----- EXCERPT TO READ

Recipes

We provide YAML configs to run the three test time compute variants detailed in the blog post:

Model	Method
Llama-3.2-1B-Instruct	Best-of-N
	Beam search
	DVTS
Llama-3.2-3B-Instruct	Best-of-N
	Beam search
	DVTS
Qwen2.5-1.5B-Instruct	Best-of-N
	Beam search
	DVTS

Each approach can be launched by specifying the associated YAML file, for example:

export CONFIG=recipes/Llama-3.2-1B-Instruct/best_of_n.yaml

python scripts/test_time_compute.py $CONFIG

Note

For fast testing, each config will generate n=4 completions over the first 10 problems of the MATH-500 dataset. See below for instruction to replicate the results from our blog post.

By default, this will save the completions locally to data/{MODEL_PATH}/{APPROACH}.jsonl. To push the results as a Hub dataset (recommended), run:

export CONFIG=recipes/Llama-3.2-1B-Instruct/best_of_n.yaml

python scripts/test_time_compute.py $CONFIG --push_to_hub=true

This will push the completions as a branch on the dataset repo; see here for an example. To convert the branch into a config that can be used for exploration with the dataset viewer, run:

from datasets import load_dataset

DATASET_ID="lewtun/Llama-3.2-1B-Instruct-best_of_n-prm-completions"
REVISION="HuggingFaceH4_MATH-500--T-0.8--top_p-1.0--n-4--seed-0--agg_strategy-last"

ds = load_dataset(DATASET_ID, revision=REVISION)
# Push to Hub as a config for exploration
ds.push_to_hub(DATASET_ID, config_name=REVISION)

To override the choice of model, include it in the command line arguments as follows:

# Define variables
export CONFIG=recipes/Llama-3.2-1B-Instruct/best_of_n.yaml
export MODEL=meta-llama/Llama-3.2-8B-Instruct

# Run test-time compute
python scripts/test_time_compute.py $CONFIG --model_path=$MODEL

Warning

By default, each config will use a chat template that we hand-crafted for Llama 3 models (see the blog post for why). For models that don't use the LLama 3 chat template, set --custom_chat_template=none.

Similarly, you can change the choice of dataset (provided it has problem and answer columns):

# Define variables
export CONFIG=recipes/Llama-3.2-1B-Instruct/best_of_n.yaml
export DATASET=AI-MO/aimo-validation-aime

# Run test-time compute
python scripts/test_time_compute.py $CONFIG \
    --dataset_name=$DATASET \
    --dataset_split=train

Moreover, to override the choice of PRM, include it in the command line arguments as follows:

# Define variables
export CONFIG=recipes/Qwen2.5-1.5B-Instruct/best_of_n.yaml
export PRM=Skywork/Skywork-o1-Open-PRM-Qwen-2.5-1.5B

# Run test-time compute
python scripts/test_time_compute.py $CONFIG --prm_path=$PRM

Currently supported PRMs:
RLHFlow/Llama3.1-8B-PRM-Deepseek-Data (default)
peiyi9979/math-shepherd-mistral-7b-prm
Skywork/Skywork-o1-Open-PRM-Qwen-2.5-1.5B
Skywork/Skywork-o1-Open-PRM-Qwen-2.5-7B

Replicating the blog post results

To replicate the results from our blog post, there are two main steps:

Generate completions for each search method and various compute budgets n
Compute the accuracy of each method for a given compute budget.

----------
----- DATA FOR THIS TASK

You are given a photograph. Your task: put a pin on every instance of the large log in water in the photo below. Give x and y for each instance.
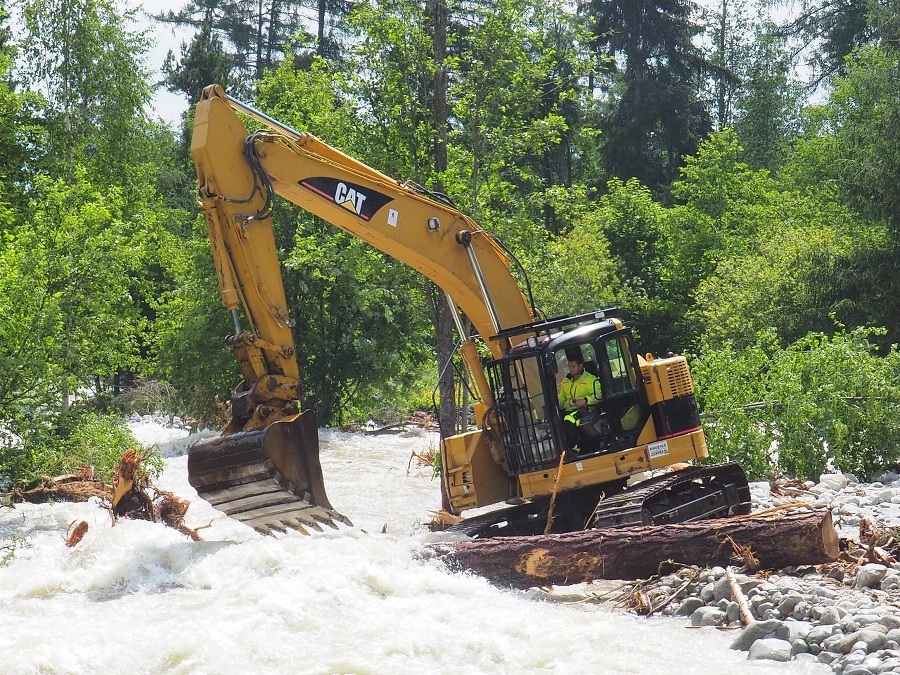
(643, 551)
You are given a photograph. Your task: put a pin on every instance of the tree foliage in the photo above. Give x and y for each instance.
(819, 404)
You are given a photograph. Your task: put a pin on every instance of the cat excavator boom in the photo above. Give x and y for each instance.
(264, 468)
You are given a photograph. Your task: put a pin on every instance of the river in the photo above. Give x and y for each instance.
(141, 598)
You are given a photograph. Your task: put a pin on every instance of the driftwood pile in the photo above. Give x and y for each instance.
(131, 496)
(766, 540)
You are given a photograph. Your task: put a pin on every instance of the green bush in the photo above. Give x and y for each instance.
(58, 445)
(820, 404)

----------

WRITTEN INSTRUCTION 1: Render the records, covering everything from the line containing "of the driftwood" down to the end of the records, as a two-column CSV with the headers request and points. Give one row per request, with its text and its answer each in a single quoted field and any line breaks replaced by spaces.
WRITTEN INSTRUCTION 2: Write the next part of the test-time compute recipes guide, starting after its final sentence.
The text and the records were taken from separate sources.

TASK RESPONSE 1:
request,points
"You are given a photograph. Your task: put a pin on every instance of the driftwood pile in the photo above. Give x and y for each instance.","(131, 496) (766, 540)"
"You are given a photograph. Your task: put a pin on every instance of the green bush in the photo above. Give x and y for each instance.","(58, 445) (820, 404)"

TASK RESPONSE 2:
Below we provide instructions on how to accomplish each step.

All our experiments were run on H100s with 80GB of VRAM, so you may need to adjust the --prm_batch_size and --search_batch_size arguments to fit the models on different hardware.

Generate completions

Below are commands to generate completions for each method. Note that we ran each method across 5 independent seeds to quantify the variability

Best-of-N

Note

Best-of-N and DVTS only require a single run at n=256 since the resulting completions can be subsampled for get comparable solutions for running at n=4,16,64 etc.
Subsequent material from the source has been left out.